## Task brief
Exact repetition of every entry is required.

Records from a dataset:
* * * * * * * * *
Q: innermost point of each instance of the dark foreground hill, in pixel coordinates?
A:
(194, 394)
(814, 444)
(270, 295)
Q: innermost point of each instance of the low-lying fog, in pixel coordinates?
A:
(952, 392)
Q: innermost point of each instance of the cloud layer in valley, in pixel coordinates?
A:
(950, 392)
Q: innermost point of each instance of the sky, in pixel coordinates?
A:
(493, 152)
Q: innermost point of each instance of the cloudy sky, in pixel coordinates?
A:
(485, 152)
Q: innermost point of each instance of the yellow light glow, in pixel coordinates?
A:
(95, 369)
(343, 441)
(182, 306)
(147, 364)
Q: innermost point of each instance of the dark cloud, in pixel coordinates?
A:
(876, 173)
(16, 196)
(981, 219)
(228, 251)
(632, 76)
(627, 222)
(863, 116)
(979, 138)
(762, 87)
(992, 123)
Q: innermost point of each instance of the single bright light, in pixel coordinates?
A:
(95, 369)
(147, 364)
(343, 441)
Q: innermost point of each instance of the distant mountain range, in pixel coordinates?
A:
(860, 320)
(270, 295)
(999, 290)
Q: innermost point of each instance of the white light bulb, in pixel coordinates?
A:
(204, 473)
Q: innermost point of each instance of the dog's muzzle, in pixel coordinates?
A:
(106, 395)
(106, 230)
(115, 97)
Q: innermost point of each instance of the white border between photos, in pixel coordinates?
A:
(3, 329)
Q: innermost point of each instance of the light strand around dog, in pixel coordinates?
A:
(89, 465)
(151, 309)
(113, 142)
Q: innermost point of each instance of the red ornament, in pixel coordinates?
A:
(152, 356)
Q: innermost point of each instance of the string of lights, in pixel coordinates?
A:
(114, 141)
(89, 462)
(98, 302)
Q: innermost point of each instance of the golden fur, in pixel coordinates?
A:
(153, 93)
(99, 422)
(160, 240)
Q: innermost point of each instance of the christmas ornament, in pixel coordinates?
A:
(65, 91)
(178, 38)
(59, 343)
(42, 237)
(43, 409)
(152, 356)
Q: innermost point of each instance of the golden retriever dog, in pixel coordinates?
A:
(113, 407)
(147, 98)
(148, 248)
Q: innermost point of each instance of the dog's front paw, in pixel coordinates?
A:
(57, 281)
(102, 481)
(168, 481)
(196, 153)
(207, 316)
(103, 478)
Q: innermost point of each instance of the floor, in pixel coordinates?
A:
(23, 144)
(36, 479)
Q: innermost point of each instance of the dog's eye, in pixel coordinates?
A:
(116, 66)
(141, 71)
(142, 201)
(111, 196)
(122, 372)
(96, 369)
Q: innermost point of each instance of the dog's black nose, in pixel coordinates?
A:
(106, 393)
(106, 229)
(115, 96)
* * * * * * * * *
## Solution
Q: innermost point of each instance of the dark foreground hill, in pixel coordinates?
A:
(194, 394)
(814, 444)
(270, 295)
Q: innermost point of each instance of the low-lying fog, in pixel coordinates?
A:
(952, 392)
Q: innermost point of each instance of the cloud layer in valley, in pixel coordinates?
A:
(950, 392)
Q: innermost point of each instance of the sky, in pixel coordinates?
A:
(493, 152)
Q: innermost point of each instance of the cloudy sky, in pixel coordinates?
A:
(485, 152)
Q: innermost point of each instance of the yellow light glow, in pixel coordinates?
A:
(95, 369)
(343, 441)
(182, 306)
(147, 364)
Q: innermost point of each instance of the dark cloud, in pixel coordinates?
A:
(876, 173)
(16, 196)
(981, 219)
(228, 251)
(632, 76)
(627, 222)
(863, 116)
(979, 138)
(762, 87)
(992, 123)
Q: innermost point of each instance of the single bright light, in pixel coordinates?
A:
(95, 369)
(147, 364)
(343, 441)
Q: innermost point of each instance of the distant mountain range, in pixel coordinates?
A:
(860, 320)
(270, 295)
(999, 290)
Q: innermost point of each instance of the white light bulb, in pixel coordinates?
A:
(204, 473)
Q: innermost point of each instance of the dog's muzzle, in pixel coordinates?
A:
(106, 395)
(106, 230)
(115, 97)
Q: innermost point of each instance of the white border between photos, in pixel coordinates?
A:
(3, 329)
Q: innermost point of each instance of the light strand around dog, in pixel coordinates?
A:
(89, 465)
(151, 309)
(113, 142)
Q: innermost point of each instance of the red ornament, in pixel coordinates?
A:
(152, 356)
Q: innermost point of each instance of the string of lights, in pixel coordinates?
A:
(114, 141)
(89, 462)
(98, 302)
Q: innermost point of each instance of the golden fur, in pixel coordinates?
A:
(153, 93)
(99, 422)
(160, 240)
Q: innermost point of each instance of the christmas ornament, in pixel coordinates?
A:
(65, 91)
(178, 38)
(59, 343)
(42, 237)
(43, 409)
(152, 356)
Q: innermost point of each instance of the golden retriever dog, in pixel coordinates?
A:
(113, 407)
(147, 98)
(148, 248)
Q: innermost point of each instance of the dog's front paw, in pixel coordinates?
A:
(57, 281)
(102, 481)
(168, 481)
(196, 153)
(207, 316)
(103, 478)
Q: innermost point of each instance of the floor, in pixel coordinates?
A:
(23, 144)
(36, 479)
Q: innermost point of each instance of the dog's eye, in pixel coordinates?
A:
(116, 66)
(141, 71)
(142, 201)
(111, 196)
(122, 372)
(96, 369)
Q: innermost point of each instance of the dog's black nose, in pixel coordinates?
A:
(106, 393)
(106, 229)
(115, 96)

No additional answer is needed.